▸ **Problem requirements**:
Restate word for word every entry that appears below, skipping its pictures.

*** Exercise data ***

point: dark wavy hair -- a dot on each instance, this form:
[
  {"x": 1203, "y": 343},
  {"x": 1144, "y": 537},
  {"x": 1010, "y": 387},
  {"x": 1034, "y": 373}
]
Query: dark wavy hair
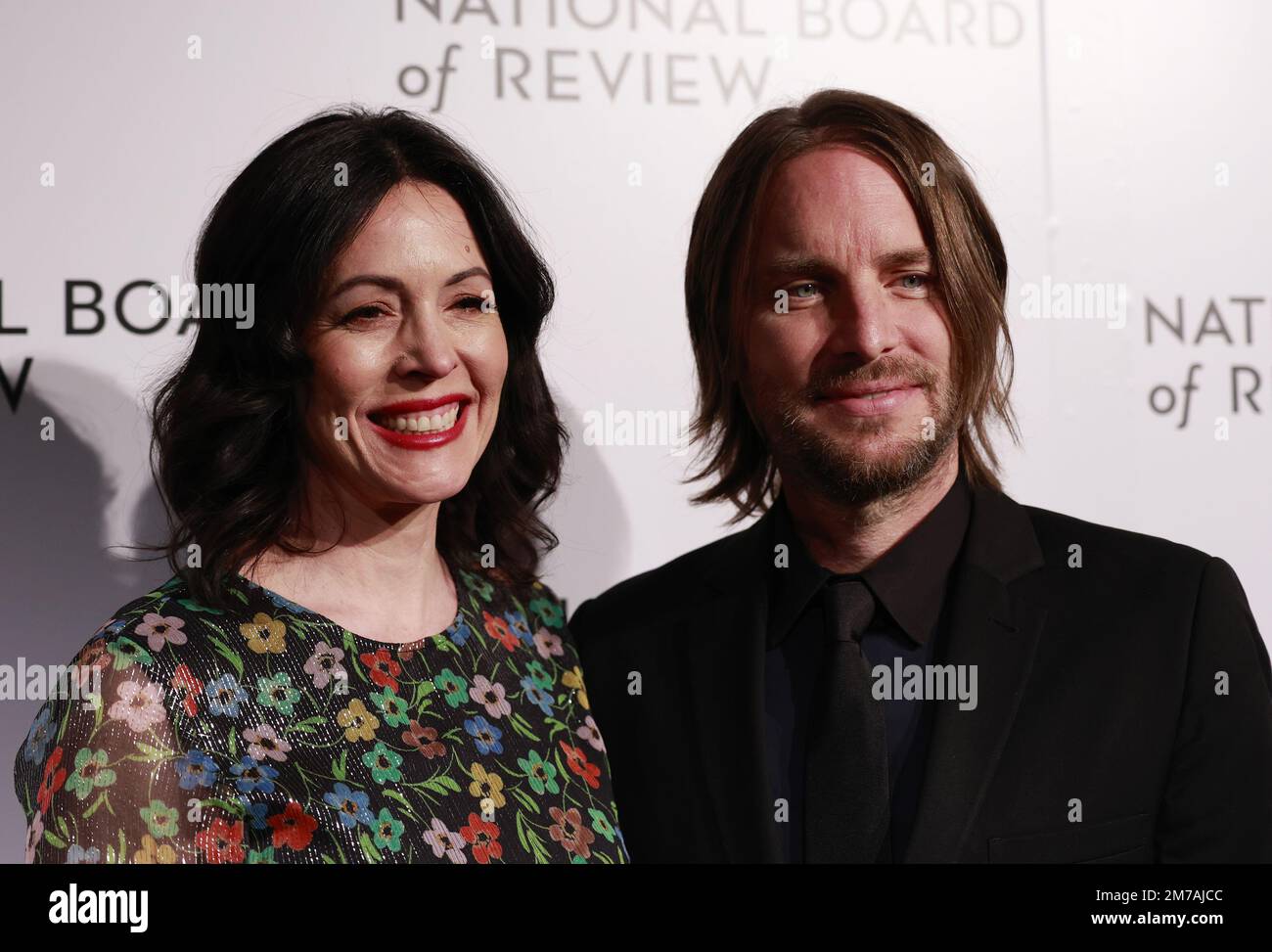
[
  {"x": 967, "y": 254},
  {"x": 228, "y": 448}
]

*** End of Exercise data ***

▸ **Exercise result**:
point: dark wavy hair -- a dot on each instance, this form:
[
  {"x": 1203, "y": 343},
  {"x": 1144, "y": 537},
  {"x": 1010, "y": 387},
  {"x": 1034, "y": 373}
]
Query: dark wavy hair
[
  {"x": 967, "y": 254},
  {"x": 228, "y": 448}
]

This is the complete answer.